_Provided passage_.
Arie Lipsky
Arts & Culture Music

Arie Lipsky at A Musical Feast by Jan Jezioro

Former BPO Principal Cellist and Resident Conductor returns to town

On Friday, April 13 at 8pm, ‘A Musical Feast’, the cutting-edge presenter of traditional classical and contemporary classical music in Western New York will present its spring concert in the group’s audience-friendly home in the acoustically superior Tower Auditorium of the Burchfield Penny Art Center, located on Elmwood Avenue, on the Buffalo State Campus. ‘A Musical Feast’ has a well-deserved reputation for eclectic programming, and this concert is no exception with musical selections ranging from the baroque era to the 21st century.

_Data provided_.
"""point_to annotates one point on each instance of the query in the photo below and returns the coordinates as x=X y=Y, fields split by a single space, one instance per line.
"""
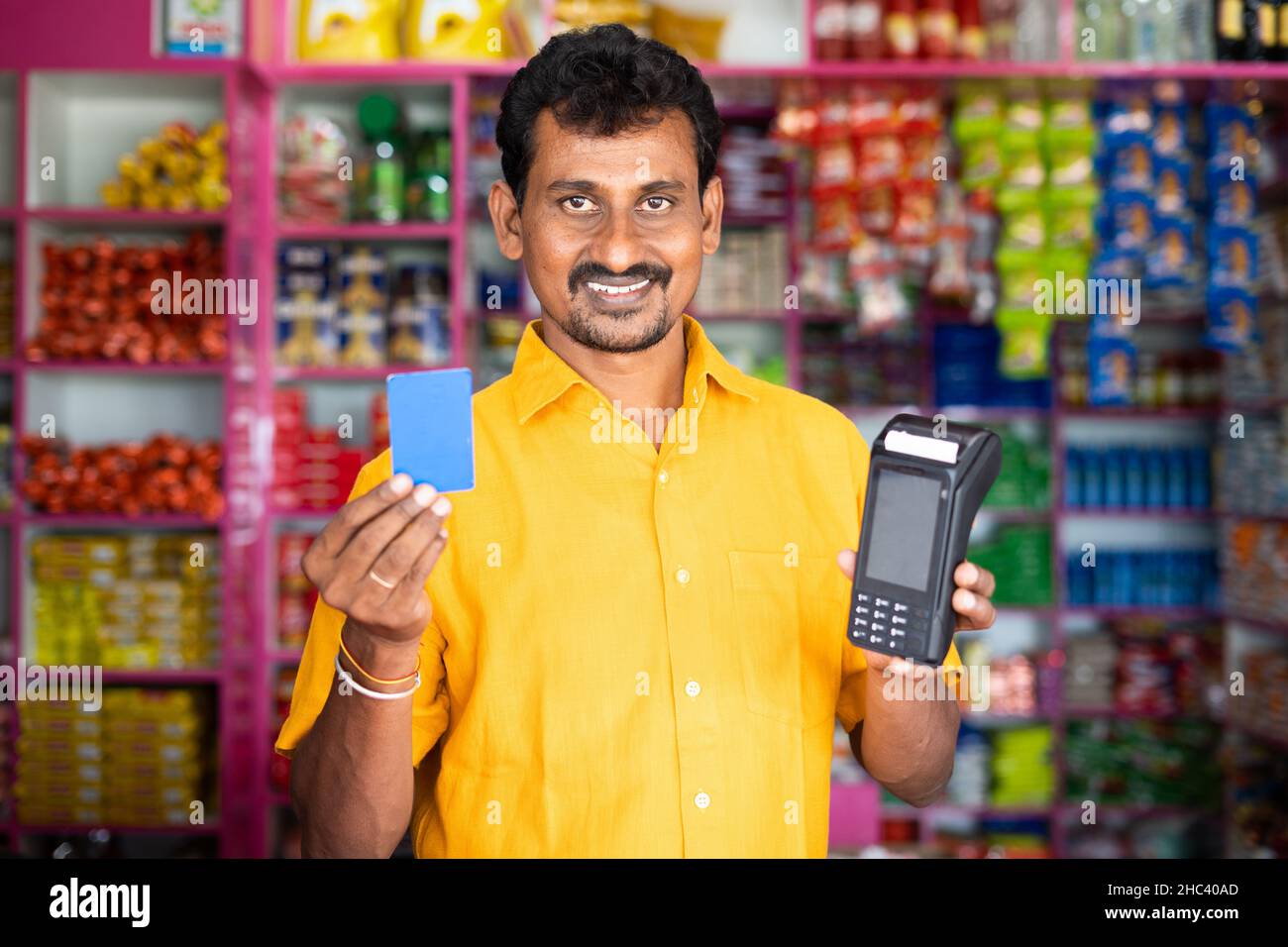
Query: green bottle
x=381 y=193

_Written task 1_. Please quote the Arie Lipsky article word for word, beginning at "Former BPO Principal" and stopping after "the 21st century.".
_Written task 2_. According to the Arie Lipsky article, which art center houses the Tower Auditorium?
_Written task 3_. Carry on the Arie Lipsky article, picking up right after its last sentence.
The data are separate material, apart from the Arie Lipsky article.

_Written response 1_.
Former BPO Principal Cellist and Resident Conductor returns to town

On Friday, April 13 at 8pm, ‘A Musical Feast’, the cutting-edge presenter of traditional classical and contemporary classical music in Western New York will present its spring concert in the group’s audience-friendly home in the acoustically superior Tower Auditorium of the Burchfield Penny Art Center, located on Elmwood Avenue, on the Buffalo State Campus. ‘A Musical Feast’ has a well-deserved reputation for eclectic programming, and this concert is no exception with musical selections ranging from the baroque era to the 21st century.

_Written response 2_. The Burchfield Penny Art Center.

_Written response 3_.
Buffalo classical music lovers might remember Arie Lipsky best as the BPO’s former principal cellist, a post he filled in 1984, from which he went on to become the BPO’s Resident Conductor in 1990, a post he held for the next twelve years. Lipsky is currently in his twenty-first year as Music Director and Conductor of the Ashland Symphony Orchestra, and he often returns to the area to conduct outdoor summer concerts. Lipsky will display a side of his musicianship that may come as a surprise to most who know his previous work. It turns out that he also studied the flute while a student in Israel, and he will be performing two of the Six Chassidic Songs, along with Claudia Hoca, by American composer Paul Schoenfield, as transcribed for flute and piano. The Six Chassidic Songs show one of the many other sides of the multi-faceted composer, best known perhaps for his 1986 work Cafe Music, for violin, cello and piano. Lipsky and Hoca will also perform D’un Matin de Printemps by Lili Boulanger, the extraordinarily gifted younger sister of the renowned musical pedagogue Nadia Boulanger, who died tragically young in 1918.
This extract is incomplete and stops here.